[ENTRIES start]

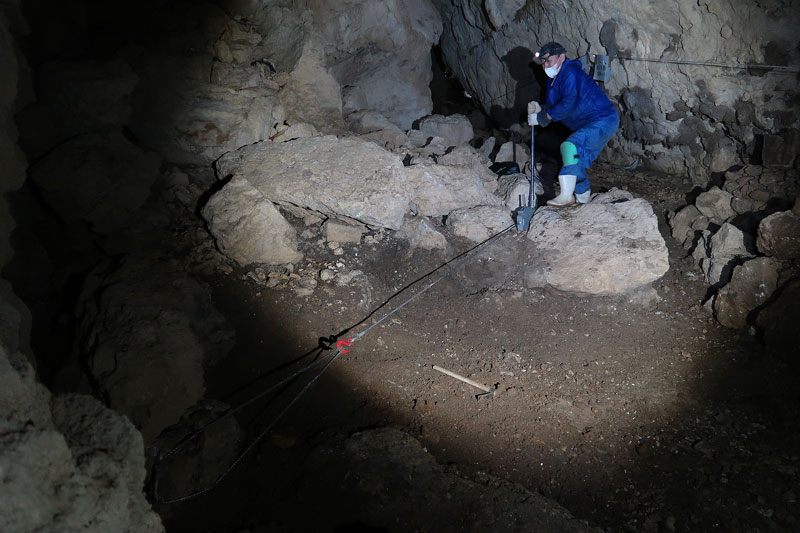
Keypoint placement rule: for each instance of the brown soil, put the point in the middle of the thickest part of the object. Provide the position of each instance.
(643, 416)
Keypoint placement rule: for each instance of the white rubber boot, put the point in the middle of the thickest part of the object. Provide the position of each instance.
(564, 198)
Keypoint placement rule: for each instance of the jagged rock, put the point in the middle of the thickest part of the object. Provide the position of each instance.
(346, 178)
(516, 152)
(609, 246)
(68, 463)
(248, 228)
(368, 122)
(342, 232)
(147, 313)
(750, 287)
(671, 120)
(296, 131)
(455, 130)
(716, 205)
(478, 223)
(779, 235)
(513, 188)
(436, 190)
(780, 151)
(420, 233)
(728, 245)
(779, 323)
(380, 54)
(198, 463)
(187, 119)
(682, 224)
(387, 459)
(100, 177)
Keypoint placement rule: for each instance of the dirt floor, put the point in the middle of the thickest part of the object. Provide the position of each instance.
(635, 414)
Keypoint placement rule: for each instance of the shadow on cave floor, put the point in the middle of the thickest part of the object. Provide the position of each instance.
(634, 417)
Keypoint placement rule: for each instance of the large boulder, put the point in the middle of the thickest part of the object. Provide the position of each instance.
(728, 246)
(341, 178)
(436, 190)
(750, 287)
(69, 463)
(248, 228)
(479, 223)
(779, 235)
(100, 178)
(455, 130)
(148, 314)
(609, 246)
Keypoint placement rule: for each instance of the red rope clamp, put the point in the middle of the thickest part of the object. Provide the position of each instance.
(342, 342)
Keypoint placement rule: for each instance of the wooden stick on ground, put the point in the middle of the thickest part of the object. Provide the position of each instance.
(462, 378)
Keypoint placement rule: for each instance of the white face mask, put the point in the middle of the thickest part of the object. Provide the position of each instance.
(552, 71)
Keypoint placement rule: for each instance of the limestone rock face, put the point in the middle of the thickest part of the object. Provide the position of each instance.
(148, 314)
(248, 228)
(68, 463)
(420, 233)
(343, 178)
(609, 246)
(455, 130)
(479, 223)
(682, 119)
(100, 178)
(436, 190)
(750, 287)
(779, 235)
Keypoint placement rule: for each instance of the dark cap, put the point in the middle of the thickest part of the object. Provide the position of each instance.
(551, 49)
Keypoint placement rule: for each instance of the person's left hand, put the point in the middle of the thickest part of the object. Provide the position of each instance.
(534, 107)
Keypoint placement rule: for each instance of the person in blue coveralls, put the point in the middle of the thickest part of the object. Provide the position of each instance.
(577, 101)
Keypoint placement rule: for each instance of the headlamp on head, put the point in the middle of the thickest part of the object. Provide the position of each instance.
(550, 49)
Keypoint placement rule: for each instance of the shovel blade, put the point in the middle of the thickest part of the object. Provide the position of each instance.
(524, 216)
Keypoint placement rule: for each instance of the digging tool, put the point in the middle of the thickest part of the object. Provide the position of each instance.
(525, 212)
(488, 392)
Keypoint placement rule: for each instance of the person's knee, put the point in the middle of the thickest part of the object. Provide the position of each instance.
(569, 153)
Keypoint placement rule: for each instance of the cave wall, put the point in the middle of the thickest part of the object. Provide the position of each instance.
(682, 119)
(67, 462)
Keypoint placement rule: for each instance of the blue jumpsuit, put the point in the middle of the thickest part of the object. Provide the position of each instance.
(577, 101)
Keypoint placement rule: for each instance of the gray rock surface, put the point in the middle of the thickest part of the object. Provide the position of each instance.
(421, 233)
(609, 246)
(779, 235)
(728, 245)
(198, 463)
(342, 232)
(100, 178)
(68, 463)
(455, 130)
(750, 287)
(479, 223)
(345, 178)
(779, 324)
(436, 190)
(148, 313)
(248, 228)
(684, 119)
(715, 204)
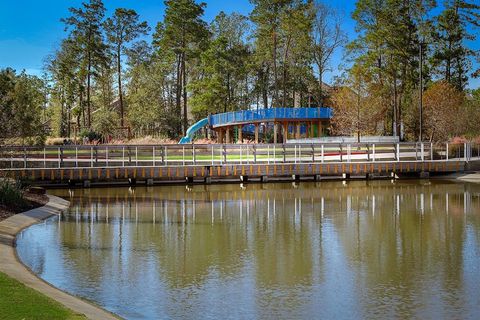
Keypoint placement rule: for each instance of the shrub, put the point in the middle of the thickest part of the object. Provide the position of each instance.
(91, 135)
(11, 194)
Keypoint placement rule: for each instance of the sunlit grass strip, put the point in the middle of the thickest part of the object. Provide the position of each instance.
(20, 302)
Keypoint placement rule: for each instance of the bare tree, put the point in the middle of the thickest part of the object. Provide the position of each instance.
(327, 37)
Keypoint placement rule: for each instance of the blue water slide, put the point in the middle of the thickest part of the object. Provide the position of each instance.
(192, 130)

[ENTRIES end]

## STATED GOAL
Take the records above and transcribe them exactly, dropping every picture.

## OUTPUT FOR THIS EXERCISE
Keypoint placement rule: for each instance of the brown soil, put the point in the middle of the thickest part of the object. Provide the position of each instance.
(643, 416)
Keypoint placement rule: for each instance of the white rubber boot, put the point in the middle of the thickest part of the object. Provide the position of each instance.
(564, 198)
Keypoint placement rule: for each instance of the jagged rock, put the point in the middle of the thickest part of the object. Provide the position of each instance.
(346, 178)
(516, 152)
(609, 246)
(68, 463)
(248, 228)
(368, 122)
(342, 232)
(147, 313)
(750, 287)
(671, 120)
(296, 131)
(455, 130)
(716, 205)
(478, 223)
(779, 235)
(513, 188)
(436, 190)
(780, 151)
(420, 233)
(728, 245)
(779, 323)
(380, 54)
(198, 463)
(187, 119)
(682, 224)
(387, 459)
(100, 177)
Keypoint placement rule: for each instance of the dirt floor, put the point in the middle of the thickest part of the object. Provide the position of each instance.
(635, 414)
Keypoint placement rule: for each instance of the shadow on cave floor, put the point in the middle of the thickest part of the object. Provide the position of each instance.
(634, 417)
Keypoint placement rule: for each instance of the large boulder, put the point in the middle of the thickest part of the object. Provide the position of each instance.
(728, 246)
(341, 178)
(436, 190)
(750, 287)
(69, 463)
(248, 228)
(479, 223)
(779, 235)
(100, 178)
(455, 130)
(148, 314)
(609, 246)
Keypoint placement rule: for each instance of the red rope clamp, put the point in the middle of the thickest part of the object. Provide the position of each instance.
(342, 342)
Keypoint placement rule: for each instance of the wooden stick on ground, put the point in the middle of the thickest part of the object. Provide the position of each instance.
(462, 378)
Keypoint placement rule: for each instance of the white face mask, put the point in the middle of the thickest part of the object. Provide the position of each instance.
(552, 71)
Keypoint placement rule: for each instance of the limestone rock face, put the point in the middle of the thickest part of the object. Provide the position of each instance.
(148, 314)
(248, 228)
(68, 463)
(420, 233)
(343, 178)
(609, 246)
(455, 130)
(479, 223)
(682, 119)
(100, 178)
(436, 190)
(750, 287)
(779, 235)
Keypoint placement rule: for each instance of the dark cap, put the point in the middle of the thickest part of the object. Provide the position of each instance.
(551, 49)
Keypoint placement rule: for each instance of the person's left hand, put the point in the middle of the thickest part of the object. Provide the position of each instance.
(534, 107)
Keypoint placement rule: for each instance of the person in blue coveralls, put the point in the middle of the thickest part of the object. Provide the position of each instance.
(577, 101)
Keypoint placement rule: for each instance of the headlamp on head, put the point in the middle of the thickest part of the object. Provide the position of each instance.
(550, 49)
Keypoint placement rule: for each instance of the shovel blade, put the point in the middle of the thickest part of the object. Provide the position of each instance.
(524, 216)
Keypoint placement rule: for each instance of the digging tool, put the point in the middle of the thickest part of the object. Provide the position of each instance.
(525, 212)
(488, 392)
Keypoint placement rule: for each instance of the person's knee, put the point in the middle of the thickest part of the object. Provide the position of each instance.
(569, 153)
Keypoint placement rule: for each instance of the cave wall, put the point in the middle of the thickest part of the object. Provide the position of each instance.
(682, 119)
(67, 462)
Keypoint placement rule: for each instance of the blue jumpsuit, put the point in the middle of the thickest part of the object. Provide the position of each instance.
(577, 101)
Keypoint placement rule: for each instance of the gray rock surface, put the point in the middle of the thickest part of the object. Provide the position of each instance.
(421, 233)
(609, 246)
(779, 235)
(728, 245)
(198, 463)
(342, 232)
(100, 178)
(68, 463)
(455, 130)
(750, 287)
(479, 223)
(345, 178)
(779, 324)
(436, 190)
(148, 313)
(248, 228)
(684, 119)
(715, 204)
Keypoint placement rule: for each instance of the shrub, put the point in the middle of the thickest part of the object. Provide the position of each instance.
(91, 135)
(11, 194)
Keypoint placement rule: for each instance of the sunlit grass strip, put the point in the middle of the thickest part of the object. Provide the position of each instance.
(20, 302)
Keypoint placement rule: for each instance of the bare tree, put the point in the middle of the thickest part of the object. Provide the position of each instance.
(327, 37)
Keypoint placement rule: for each instance of the blue water slide, put the point in the middle of the thickest part of the object. Provide the position of each instance.
(192, 130)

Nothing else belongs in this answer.